= Work request 1 =
How would you render this sentence from the page on Chih-tang Sah in Spanish: "Since April 2010, he has been affiliated with the Physics Department of Xiamen University, China."?
= Work request 2 =
Can you write out the part of the page on Chih-tang Sah from "Prior to the" to "by his team." with no changes?

= Page text =
********************

Chih-tang Sah

Chih-tang  Sah
Chih-tang Sah
For pioneering contributions to solid-state electronics in MOS and biopolar technologies.

Chih-tang (Tom) Sah was a professor of Electrical and Computer Engineering and of Physics at the University of Illinois at Urbana-Champaign for more than 27 years. He then spent the next 22 years as the Pittman Eminent Scholar, a Graduate Research Professor, and the Chief Scientist at the University of Florida. Since April 2010, he has been affiliated with the Physics Department of Xiamen University, China.

Prior to the 50 years of teaching, he was head of the physics and technology group at the Fairchild Seminoconductor Laboratory in Palo Alto, California, where he assisted Gordon Moore in hiring, building, and directing a 64-person team that developed manufacturing technology for the first generation of silicon integrated circuits. These technologies included oxidation, diffusion, epitaxial growth, and metal conductor thin film deposition for volume production of silicon bipolar transistors and integrated circuits at the Fairchild factories in Mountain View, California. These contributions were recorded in journal articles published by his team.

********************

= Supplied material =
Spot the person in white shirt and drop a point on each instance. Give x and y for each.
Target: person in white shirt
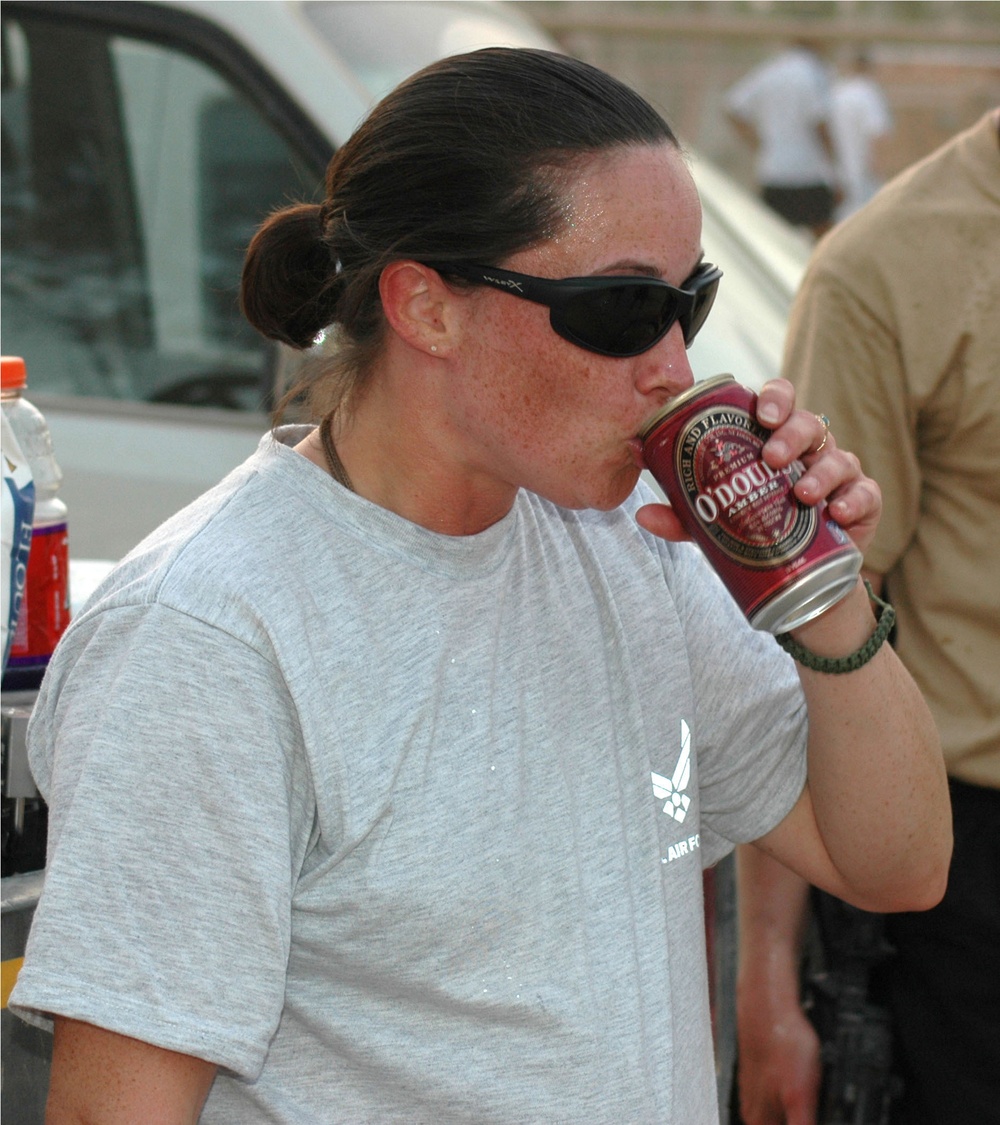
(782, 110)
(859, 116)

********************

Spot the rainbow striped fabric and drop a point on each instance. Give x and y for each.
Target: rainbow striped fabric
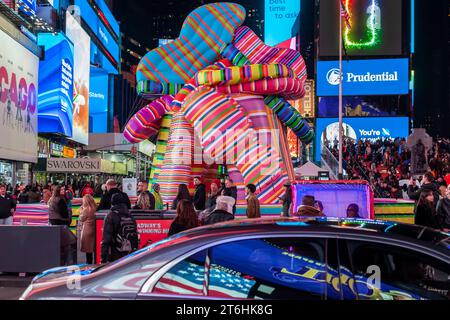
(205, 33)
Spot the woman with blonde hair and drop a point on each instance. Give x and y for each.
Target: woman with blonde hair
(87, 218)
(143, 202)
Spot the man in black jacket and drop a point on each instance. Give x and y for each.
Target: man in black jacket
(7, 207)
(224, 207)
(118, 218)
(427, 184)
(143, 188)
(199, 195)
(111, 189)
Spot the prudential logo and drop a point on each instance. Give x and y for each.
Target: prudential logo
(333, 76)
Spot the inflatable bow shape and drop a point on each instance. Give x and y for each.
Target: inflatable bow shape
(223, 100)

********************

= Output 1 =
Desde abril de 2010, ha estado vinculado al Departamento de Física de la Universidad de Xiamen, China.

= Output 2 =
Prior to the 50 years of teaching, he was head of the physics and technology group at the Fairchild Seminoconductor Laboratory in Palo Alto, California, where he assisted Gordon Moore in hiring, building, and directing a 64-person team that developed manufacturing technology for the first generation of silicon integrated circuits. These technologies included oxidation, diffusion, epitaxial growth, and metal conductor thin film deposition for volume production of silicon bipolar transistors and integrated circuits at the Fairchild factories in Mountain View, California. These contributions were recorded in journal articles published by his team.